» What the task asks
Transcribe all the data below exactly, leaving its pictures out.

Top of Provided records

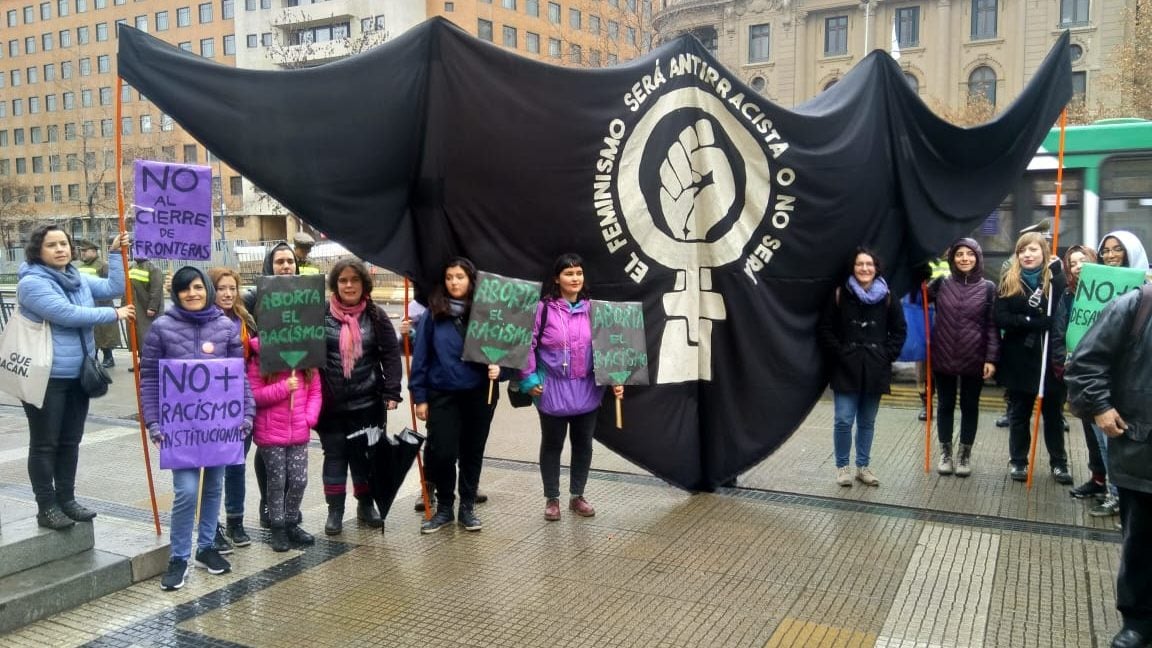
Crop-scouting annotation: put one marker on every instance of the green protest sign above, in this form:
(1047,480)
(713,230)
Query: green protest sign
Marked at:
(619,348)
(500,325)
(1098,285)
(289,315)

Bottom of Provided records

» Task result
Crop-scouting annotation: put one marker on every instance of the green protest sign above, in this form:
(1047,480)
(713,230)
Query: green protest sign
Marked at:
(619,348)
(500,325)
(1098,285)
(289,315)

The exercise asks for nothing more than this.